What this task involves
Write the next few posts of the forum thread about consciousness below, picking up right after its last post.

Page text
<<<<
Belz...
Fiend God
Right, but calling it "a process" doesn't exactly clear things up either. Sounds scientific, but provides no greater insight.
Sure it does. It clarifies that it's not an object, but an action.
Right, but calling it "a process" doesn't exactly clear things up either. Sounds scientific, but provides no greater insight.
You are all talking rubbish again. Consciousness has not been explained by science.I wasted money on Daniel Dennett's book, 'consciousness explained' only to find out it was just his pet theory. So I tweeted him and said "why didn't you call your book consciousness explored, then I would not have wasted money on it". Naturally I received no reply.
Right, but calling it "a process" doesn't exactly clear things up either. Sounds scientific, but provides no greater insight.
It seems some people can't even comprehend what the 'hard problem' even is.
It isn't "How does the brain work?", it's "How can my experience of the world even exist for me to contemplate it?"
It's like asking someone to explain what driving a car is like, but all they tell you is how the car works.
You've just demonstrated exactly the second point I made in my previous post. Thanks.
You're saying that subjective experience has been explained?
No, he's saying that subjective experience isn't as special as some people want it to be.
Seems to me that something utterly unique and without comparison in the universe as we know it and is the totality of our self awareness and existence qualifies as "special".
Oh, and as is now obligatory for me in these discussions - I found out only a few years back that I am a p-zombie. I lack an essential part of what people assume is "consciousness" - I have no "mind's eye". When someone says "imagine an apple" - those are just words for me, I do not have the "qualia" of a "red apple" unless my eyes are looking at a red apple. I cannot "see" my mother's face by "remembering" it, I can only see her face if she is in front of my working eyes.
It's called aphantasia.
Oh, and as is now obligatory for me in these discussions - I found out only a few years back that I am a p-zombie. I lack an essential part of what people assume is "consciousness" - I have no "mind's eye". When someone says "imagine an apple" - those are just words for me, I do not have the "qualia" of a "red apple" unless my eyes are looking at a red apple. I cannot "see" my mother's face by "remembering" it, I can only see her face if she is in front of my working eyes.
It's called aphantasia.
There's this commonly asked question, What is/are qualia?
You apparently don't have qualia. Most people do.
>>>>
Dataset
<<<<
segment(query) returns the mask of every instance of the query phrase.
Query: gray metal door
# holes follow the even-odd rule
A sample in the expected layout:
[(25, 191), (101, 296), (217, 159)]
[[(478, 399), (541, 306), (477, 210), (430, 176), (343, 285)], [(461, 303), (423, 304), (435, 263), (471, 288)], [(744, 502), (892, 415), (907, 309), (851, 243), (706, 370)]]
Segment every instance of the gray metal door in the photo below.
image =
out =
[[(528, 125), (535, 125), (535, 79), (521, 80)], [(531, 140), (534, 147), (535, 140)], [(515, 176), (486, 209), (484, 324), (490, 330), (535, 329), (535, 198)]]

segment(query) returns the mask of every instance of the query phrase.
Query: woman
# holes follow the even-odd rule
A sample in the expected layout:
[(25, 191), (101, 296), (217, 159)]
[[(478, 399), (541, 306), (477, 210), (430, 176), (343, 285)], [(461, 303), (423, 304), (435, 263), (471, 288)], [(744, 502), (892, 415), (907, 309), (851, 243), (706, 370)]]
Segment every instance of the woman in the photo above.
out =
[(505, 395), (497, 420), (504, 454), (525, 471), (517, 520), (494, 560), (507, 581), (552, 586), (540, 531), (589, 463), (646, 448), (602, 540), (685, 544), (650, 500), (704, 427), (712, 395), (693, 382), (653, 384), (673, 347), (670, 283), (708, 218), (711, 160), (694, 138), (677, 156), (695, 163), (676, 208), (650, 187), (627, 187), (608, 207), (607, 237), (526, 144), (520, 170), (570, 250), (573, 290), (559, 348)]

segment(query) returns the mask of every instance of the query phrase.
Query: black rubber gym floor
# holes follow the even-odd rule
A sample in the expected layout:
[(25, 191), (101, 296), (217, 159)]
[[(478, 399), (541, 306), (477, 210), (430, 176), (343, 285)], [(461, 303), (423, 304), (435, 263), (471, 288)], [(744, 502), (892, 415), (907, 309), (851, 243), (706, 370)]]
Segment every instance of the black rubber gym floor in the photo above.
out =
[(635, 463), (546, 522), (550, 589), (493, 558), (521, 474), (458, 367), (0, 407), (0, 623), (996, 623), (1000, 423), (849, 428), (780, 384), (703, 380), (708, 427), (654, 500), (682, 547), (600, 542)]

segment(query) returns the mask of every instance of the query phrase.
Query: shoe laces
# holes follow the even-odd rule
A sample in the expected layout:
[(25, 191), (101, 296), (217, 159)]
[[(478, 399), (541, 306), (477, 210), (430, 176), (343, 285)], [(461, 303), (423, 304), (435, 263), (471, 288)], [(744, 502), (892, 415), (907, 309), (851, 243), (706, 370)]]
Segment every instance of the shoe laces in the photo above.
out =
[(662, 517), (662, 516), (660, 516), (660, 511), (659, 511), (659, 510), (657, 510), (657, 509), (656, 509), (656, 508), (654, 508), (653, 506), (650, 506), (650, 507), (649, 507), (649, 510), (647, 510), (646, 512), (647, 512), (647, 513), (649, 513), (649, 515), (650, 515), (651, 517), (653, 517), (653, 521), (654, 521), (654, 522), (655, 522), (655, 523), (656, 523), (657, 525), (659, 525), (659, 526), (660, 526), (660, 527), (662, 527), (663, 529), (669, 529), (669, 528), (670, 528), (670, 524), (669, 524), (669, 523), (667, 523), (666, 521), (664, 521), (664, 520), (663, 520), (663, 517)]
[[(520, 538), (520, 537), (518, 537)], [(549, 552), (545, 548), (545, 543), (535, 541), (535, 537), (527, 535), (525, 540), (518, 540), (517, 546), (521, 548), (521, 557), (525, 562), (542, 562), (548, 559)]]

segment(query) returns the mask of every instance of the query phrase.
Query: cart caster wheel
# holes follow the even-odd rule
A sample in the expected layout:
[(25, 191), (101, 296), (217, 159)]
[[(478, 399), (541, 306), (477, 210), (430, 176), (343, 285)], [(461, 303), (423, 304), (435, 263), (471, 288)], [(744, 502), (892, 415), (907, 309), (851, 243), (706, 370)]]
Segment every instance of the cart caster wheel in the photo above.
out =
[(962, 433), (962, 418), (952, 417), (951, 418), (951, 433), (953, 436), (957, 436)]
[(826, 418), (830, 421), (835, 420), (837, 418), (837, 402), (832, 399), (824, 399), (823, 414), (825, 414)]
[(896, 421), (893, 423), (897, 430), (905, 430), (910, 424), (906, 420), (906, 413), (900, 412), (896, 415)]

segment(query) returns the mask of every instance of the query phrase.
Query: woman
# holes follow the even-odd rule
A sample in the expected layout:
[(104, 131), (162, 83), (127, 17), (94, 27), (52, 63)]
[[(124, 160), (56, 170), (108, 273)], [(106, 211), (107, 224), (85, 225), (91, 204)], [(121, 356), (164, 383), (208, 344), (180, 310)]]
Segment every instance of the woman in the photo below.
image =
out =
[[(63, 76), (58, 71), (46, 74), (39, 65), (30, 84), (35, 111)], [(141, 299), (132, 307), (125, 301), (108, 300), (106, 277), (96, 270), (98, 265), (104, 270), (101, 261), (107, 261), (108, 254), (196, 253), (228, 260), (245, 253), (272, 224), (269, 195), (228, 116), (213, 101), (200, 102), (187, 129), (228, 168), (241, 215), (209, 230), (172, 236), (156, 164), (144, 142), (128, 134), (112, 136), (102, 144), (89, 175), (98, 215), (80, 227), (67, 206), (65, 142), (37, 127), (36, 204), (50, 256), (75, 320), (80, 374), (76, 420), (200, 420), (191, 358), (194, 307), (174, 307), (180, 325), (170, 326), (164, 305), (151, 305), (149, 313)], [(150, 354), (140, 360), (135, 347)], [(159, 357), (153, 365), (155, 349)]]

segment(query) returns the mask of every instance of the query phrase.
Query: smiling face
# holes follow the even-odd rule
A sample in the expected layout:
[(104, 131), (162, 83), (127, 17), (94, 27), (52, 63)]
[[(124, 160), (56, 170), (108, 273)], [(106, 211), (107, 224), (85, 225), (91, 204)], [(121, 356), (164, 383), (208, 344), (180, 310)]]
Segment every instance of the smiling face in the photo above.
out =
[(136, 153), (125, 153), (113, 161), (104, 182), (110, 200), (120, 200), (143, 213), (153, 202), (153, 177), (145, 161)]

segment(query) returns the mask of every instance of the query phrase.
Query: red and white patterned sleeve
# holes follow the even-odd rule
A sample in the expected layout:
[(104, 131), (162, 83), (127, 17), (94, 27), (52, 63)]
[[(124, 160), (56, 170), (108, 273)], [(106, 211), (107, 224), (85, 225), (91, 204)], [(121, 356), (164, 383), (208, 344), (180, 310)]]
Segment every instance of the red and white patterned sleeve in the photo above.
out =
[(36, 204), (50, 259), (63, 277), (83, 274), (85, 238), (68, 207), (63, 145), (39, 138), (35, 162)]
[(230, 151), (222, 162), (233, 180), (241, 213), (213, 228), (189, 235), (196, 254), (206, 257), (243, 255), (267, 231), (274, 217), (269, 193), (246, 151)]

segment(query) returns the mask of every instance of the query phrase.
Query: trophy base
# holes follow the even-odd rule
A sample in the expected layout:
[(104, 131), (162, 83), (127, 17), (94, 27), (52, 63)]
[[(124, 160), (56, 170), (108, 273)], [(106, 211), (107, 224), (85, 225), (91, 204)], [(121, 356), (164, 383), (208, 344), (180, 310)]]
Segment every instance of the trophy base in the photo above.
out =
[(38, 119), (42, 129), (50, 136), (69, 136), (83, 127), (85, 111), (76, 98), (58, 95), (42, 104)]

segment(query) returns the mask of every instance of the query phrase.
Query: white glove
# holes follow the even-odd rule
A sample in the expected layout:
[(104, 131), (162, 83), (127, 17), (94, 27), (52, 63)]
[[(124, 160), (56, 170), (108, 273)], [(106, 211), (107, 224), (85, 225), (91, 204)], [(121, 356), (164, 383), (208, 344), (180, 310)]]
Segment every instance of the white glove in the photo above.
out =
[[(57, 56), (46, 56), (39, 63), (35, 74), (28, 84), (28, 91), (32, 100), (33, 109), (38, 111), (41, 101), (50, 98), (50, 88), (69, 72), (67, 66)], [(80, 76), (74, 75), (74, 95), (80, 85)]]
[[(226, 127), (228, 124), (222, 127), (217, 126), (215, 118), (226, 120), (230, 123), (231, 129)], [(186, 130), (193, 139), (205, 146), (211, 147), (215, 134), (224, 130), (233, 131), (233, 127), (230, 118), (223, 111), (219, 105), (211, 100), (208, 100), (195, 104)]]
>>>>
Answer to this task
They're nothing. They don't exist. They are a philosophical/spiritual construct that doesn't appear to make sense in physical reality. There is no point at which the wavelengths we associate with "red" become "redness". "Red" photons hit neurons which transmit bioelectrical information to the brain, which processes it in a particular way. There's no special "quality" of redness in any of that. It's an illusion.
How would you even know this?
Yes it has Scorpion. Consciousness is directly affected by the functioning of the brain. This is why brain damage can cause changes in personality, and why magnets can affect people's morality. We can deliberately do things to the human brain which directly affect the persons consciousness. There is no such thing as a soul.
Remember when I asked you about split brain people? Remember what happened? You threw up a handwaving defence and when it was pointed out that your assumptions were false you ignored the question.
What you really mean is that science has shown there isn't any space for your fantasy and you don't like that.
All you are is a doughnut of water mixed with a few other chemicals.
The mind is an emergent property of a functioning brain. There is no hard problem of consciousness. Once the brain is turned off the mind stops. When you die this is permanent.
For several decades, split-brain research has provided valuable insight into the fields of psychology and neuroscience. These studies have progressed our knowledge of hemispheric specialization, language processing, the role of the corpus callosum, cognition, and even human consciousness. Following a recent empirical paper by Pinto et al. (2017a) and review by Volz and Gazzaniga (2017), a debate has ensued about the nature of conscious perception of visual stimuli in split-brain patients. This exchange is an ideal platform for generating discussion about both the implications of recent findings and the interpretation of results from split-brain studies in general.
Everything I have learned after 75 years tells me your statement is entirely wrong.